_TASK INSTRUCTIONS_. The required output is the exact sequence of lines from the line holding "canopy with one point per instance." to the end of the records, inclusive.

_INPUT_.
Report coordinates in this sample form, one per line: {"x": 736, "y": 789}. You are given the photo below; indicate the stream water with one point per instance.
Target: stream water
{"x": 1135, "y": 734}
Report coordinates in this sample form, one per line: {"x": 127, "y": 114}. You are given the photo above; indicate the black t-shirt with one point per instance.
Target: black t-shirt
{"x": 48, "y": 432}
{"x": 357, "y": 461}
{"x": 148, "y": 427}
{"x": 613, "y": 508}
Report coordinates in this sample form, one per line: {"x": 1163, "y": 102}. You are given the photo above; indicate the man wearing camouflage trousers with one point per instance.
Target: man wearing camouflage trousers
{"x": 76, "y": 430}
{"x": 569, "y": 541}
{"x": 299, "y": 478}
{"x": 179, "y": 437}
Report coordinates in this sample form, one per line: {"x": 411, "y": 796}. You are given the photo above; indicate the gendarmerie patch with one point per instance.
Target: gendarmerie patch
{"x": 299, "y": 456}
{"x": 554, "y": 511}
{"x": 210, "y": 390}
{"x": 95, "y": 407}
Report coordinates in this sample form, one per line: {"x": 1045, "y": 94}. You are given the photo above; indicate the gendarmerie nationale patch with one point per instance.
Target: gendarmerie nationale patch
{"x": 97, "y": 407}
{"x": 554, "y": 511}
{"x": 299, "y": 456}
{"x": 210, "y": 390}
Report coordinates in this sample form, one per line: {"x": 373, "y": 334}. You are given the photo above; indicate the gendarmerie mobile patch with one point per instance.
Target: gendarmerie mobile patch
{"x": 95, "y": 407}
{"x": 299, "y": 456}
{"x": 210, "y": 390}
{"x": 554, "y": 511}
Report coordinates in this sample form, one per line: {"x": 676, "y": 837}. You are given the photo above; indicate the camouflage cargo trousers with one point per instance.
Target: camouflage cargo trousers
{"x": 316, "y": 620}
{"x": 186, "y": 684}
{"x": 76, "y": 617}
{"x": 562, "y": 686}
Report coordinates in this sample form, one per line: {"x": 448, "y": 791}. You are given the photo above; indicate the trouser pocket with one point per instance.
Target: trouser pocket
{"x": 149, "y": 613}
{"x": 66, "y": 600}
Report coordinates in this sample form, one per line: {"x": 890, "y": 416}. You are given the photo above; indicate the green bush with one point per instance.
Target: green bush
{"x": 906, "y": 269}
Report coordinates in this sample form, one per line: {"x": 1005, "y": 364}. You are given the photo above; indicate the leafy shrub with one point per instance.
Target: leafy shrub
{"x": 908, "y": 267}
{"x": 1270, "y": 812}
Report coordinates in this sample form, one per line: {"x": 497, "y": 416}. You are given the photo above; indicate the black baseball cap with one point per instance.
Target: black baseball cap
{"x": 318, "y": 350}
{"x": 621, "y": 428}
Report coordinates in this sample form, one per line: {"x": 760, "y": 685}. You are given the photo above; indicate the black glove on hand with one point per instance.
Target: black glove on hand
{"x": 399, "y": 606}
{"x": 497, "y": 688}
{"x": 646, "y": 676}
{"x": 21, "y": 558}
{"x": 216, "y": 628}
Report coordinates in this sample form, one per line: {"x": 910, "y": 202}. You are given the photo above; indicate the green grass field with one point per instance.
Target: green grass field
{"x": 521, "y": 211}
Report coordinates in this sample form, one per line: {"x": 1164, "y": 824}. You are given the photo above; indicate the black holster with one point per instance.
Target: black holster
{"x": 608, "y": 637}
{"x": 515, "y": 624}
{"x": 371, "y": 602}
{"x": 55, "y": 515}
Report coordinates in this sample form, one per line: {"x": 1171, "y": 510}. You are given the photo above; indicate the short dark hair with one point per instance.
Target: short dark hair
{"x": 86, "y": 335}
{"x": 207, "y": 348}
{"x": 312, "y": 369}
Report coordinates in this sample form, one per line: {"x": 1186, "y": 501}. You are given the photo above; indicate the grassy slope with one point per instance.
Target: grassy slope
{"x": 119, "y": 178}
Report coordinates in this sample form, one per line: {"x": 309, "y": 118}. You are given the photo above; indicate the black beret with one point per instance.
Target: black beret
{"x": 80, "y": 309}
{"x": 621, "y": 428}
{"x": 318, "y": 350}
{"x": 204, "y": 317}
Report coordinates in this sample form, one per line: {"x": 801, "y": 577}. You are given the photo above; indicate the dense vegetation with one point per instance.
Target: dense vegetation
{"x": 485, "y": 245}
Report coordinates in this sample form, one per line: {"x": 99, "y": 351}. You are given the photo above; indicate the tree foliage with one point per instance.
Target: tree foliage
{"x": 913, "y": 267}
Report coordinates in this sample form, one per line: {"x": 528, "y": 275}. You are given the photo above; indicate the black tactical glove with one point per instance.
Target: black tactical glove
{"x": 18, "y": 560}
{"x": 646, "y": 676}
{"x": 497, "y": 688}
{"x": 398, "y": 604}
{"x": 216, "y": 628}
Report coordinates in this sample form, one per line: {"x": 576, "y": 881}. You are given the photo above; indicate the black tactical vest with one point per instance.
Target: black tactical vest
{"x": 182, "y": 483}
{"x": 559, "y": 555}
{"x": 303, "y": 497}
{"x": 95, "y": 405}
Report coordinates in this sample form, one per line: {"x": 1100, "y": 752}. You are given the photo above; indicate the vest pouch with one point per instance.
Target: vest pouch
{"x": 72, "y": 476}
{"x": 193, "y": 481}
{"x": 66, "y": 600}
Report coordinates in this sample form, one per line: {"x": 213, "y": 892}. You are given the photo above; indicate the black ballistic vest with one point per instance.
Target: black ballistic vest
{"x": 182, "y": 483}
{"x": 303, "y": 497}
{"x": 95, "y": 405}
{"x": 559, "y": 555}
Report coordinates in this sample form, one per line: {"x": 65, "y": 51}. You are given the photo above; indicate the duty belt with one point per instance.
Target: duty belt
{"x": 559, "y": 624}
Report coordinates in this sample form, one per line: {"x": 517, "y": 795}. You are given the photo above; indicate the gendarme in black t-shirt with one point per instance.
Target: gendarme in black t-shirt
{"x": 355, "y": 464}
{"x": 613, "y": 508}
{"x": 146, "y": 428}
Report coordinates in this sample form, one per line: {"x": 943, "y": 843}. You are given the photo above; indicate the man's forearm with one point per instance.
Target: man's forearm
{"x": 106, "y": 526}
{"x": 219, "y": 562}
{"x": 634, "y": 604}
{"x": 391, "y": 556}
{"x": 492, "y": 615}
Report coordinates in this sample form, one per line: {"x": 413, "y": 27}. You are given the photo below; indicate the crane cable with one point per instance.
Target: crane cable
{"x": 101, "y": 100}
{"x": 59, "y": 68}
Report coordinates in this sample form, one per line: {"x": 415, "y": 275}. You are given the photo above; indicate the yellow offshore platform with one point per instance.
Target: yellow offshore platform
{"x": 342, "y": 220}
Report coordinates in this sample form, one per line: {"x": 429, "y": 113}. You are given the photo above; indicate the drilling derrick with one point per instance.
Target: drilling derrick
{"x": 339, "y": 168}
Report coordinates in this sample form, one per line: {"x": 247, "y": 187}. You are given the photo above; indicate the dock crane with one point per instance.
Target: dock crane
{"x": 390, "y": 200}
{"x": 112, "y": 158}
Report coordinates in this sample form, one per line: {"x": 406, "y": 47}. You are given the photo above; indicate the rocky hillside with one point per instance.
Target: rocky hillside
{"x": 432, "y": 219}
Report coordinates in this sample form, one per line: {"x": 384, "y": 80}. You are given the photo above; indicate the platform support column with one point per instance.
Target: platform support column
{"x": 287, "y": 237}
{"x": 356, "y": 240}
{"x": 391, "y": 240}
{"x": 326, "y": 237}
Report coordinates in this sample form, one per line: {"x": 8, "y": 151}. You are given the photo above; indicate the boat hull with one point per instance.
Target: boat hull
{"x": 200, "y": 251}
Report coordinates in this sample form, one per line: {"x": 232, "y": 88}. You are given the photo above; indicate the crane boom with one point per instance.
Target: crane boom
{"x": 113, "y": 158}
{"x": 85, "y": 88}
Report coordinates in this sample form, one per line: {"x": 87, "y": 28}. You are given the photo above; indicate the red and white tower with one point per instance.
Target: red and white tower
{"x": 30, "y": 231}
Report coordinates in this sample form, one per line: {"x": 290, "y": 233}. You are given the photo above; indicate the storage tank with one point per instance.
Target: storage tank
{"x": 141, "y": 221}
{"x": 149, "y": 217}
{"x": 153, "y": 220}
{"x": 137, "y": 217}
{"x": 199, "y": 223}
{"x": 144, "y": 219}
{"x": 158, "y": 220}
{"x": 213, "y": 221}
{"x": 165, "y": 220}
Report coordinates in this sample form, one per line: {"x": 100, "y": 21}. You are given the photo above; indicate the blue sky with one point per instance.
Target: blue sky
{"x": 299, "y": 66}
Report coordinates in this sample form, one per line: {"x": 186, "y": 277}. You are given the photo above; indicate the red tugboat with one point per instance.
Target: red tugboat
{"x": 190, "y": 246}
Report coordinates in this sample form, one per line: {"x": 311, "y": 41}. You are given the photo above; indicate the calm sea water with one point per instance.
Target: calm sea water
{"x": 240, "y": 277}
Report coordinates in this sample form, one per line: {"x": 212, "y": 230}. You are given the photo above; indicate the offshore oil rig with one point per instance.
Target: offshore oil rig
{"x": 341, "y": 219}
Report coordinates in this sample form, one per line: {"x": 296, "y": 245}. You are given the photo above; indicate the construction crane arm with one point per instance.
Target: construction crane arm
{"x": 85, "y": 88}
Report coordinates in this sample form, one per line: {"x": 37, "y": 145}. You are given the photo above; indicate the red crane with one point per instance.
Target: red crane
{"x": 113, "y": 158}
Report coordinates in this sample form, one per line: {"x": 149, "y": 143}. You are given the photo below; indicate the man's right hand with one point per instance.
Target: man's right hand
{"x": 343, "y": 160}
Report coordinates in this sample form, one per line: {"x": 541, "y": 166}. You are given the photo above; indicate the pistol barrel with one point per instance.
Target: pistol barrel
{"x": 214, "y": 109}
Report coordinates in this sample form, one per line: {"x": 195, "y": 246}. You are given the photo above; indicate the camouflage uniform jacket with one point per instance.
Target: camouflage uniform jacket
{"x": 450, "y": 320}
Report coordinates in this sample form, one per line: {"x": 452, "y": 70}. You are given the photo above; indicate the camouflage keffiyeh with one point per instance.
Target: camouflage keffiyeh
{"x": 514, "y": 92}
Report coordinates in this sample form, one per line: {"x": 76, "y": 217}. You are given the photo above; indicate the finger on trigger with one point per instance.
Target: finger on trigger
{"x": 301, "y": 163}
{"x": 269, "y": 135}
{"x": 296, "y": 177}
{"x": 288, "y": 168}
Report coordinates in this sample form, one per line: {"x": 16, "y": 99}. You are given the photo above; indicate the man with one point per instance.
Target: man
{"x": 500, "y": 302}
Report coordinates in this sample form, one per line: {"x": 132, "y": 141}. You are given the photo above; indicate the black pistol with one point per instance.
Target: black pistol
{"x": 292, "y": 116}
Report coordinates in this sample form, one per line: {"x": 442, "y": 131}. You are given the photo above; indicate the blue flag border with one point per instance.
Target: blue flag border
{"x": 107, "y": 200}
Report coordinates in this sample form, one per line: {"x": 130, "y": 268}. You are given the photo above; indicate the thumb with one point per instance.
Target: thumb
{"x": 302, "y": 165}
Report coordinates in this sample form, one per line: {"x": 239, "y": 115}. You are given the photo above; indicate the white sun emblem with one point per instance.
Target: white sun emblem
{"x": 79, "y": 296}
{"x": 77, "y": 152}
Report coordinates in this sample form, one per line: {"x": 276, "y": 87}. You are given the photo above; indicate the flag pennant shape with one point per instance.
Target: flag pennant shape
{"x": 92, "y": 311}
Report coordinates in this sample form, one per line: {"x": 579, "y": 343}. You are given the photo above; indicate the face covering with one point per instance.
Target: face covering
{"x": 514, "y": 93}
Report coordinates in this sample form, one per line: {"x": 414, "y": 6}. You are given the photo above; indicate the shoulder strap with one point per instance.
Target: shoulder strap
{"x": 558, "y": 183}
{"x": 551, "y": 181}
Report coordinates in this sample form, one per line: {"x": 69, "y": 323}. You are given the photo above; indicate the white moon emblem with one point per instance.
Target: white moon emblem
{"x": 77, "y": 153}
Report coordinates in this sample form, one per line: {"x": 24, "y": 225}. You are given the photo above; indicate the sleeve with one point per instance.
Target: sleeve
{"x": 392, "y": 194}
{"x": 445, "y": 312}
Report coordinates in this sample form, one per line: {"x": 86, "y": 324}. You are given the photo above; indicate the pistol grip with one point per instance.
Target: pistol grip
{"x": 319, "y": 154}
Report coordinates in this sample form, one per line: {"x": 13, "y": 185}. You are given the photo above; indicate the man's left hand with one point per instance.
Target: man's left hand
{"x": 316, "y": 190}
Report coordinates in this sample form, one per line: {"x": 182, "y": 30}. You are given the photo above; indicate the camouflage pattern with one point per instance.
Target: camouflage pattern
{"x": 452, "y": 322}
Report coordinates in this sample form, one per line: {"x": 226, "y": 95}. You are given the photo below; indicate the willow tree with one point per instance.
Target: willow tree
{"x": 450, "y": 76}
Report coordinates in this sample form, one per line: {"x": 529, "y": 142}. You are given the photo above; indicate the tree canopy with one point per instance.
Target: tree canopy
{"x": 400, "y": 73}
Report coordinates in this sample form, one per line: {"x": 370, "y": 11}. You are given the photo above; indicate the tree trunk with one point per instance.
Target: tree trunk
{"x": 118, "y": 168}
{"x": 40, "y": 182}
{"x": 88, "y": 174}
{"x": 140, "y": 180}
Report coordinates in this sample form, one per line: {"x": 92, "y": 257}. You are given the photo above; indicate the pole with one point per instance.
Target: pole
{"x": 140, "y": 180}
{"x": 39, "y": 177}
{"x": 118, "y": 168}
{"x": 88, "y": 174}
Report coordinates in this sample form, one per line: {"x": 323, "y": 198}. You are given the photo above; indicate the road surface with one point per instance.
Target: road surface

_EXERCISE SOLUTION_.
Report coordinates in this sample form, one per line: {"x": 529, "y": 142}. You are given the photo above; indicate the tree canopy with one point per instance.
Target: tree canopy
{"x": 400, "y": 73}
Report coordinates in this sample form, one per line: {"x": 370, "y": 11}. You are given the photo above; indicate the tree trunk with one point per instance.
Target: tree trunk
{"x": 118, "y": 168}
{"x": 40, "y": 182}
{"x": 88, "y": 174}
{"x": 140, "y": 180}
Report coordinates in this sample form, one per line: {"x": 92, "y": 257}. You are given the photo above; indicate the pole with one point per instance.
Target: pole
{"x": 140, "y": 180}
{"x": 39, "y": 177}
{"x": 118, "y": 168}
{"x": 88, "y": 174}
Report coordinates in this sample form, one per line: {"x": 323, "y": 198}. You are given the photo above; indicate the road surface with one point per instance.
Target: road surface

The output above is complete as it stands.